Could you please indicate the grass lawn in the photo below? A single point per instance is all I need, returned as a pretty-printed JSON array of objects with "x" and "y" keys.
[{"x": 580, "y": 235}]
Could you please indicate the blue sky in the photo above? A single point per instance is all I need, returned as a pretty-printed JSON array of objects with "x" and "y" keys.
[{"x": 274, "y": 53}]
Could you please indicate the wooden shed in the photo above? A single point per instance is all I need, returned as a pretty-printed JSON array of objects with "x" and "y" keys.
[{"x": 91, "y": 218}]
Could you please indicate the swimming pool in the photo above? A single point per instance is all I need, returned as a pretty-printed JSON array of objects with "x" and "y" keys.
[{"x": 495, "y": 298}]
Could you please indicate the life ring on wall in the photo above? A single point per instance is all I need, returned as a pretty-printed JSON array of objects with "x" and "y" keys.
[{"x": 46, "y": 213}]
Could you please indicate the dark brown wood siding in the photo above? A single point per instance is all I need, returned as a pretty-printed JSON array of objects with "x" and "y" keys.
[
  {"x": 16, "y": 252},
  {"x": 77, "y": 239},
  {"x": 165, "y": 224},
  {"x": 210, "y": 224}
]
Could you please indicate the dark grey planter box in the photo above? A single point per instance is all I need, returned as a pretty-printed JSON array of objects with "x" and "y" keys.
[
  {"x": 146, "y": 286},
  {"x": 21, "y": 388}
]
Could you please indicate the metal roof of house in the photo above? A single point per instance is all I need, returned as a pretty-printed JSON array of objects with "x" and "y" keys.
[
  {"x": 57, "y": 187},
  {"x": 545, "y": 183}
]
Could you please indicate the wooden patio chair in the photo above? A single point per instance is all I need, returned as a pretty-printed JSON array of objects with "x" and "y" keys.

···

§ What needs to be done
Your answer must be the lines from the one with "Could you please indicate the dark grey" through the last line of the data, repeated exactly and with nothing else.

§ Solution
Could you please indicate the dark grey planter box in the photo above? A single point per instance is all I need, returned as a pretty-printed JSON array of objects with "x" and "y" keys.
[
  {"x": 146, "y": 286},
  {"x": 21, "y": 388}
]
Could you please indicate the metal roof of house in the photo above? A single point per instance is all I need, returned as a pretty-printed JSON array of objects with "x" and "y" keys.
[
  {"x": 57, "y": 187},
  {"x": 545, "y": 183}
]
Could you please indicate the wooden patio chair in the photo above? A single point per instance is all I need, returned as a pretty-printed JSON array of objects with "x" and "y" keys.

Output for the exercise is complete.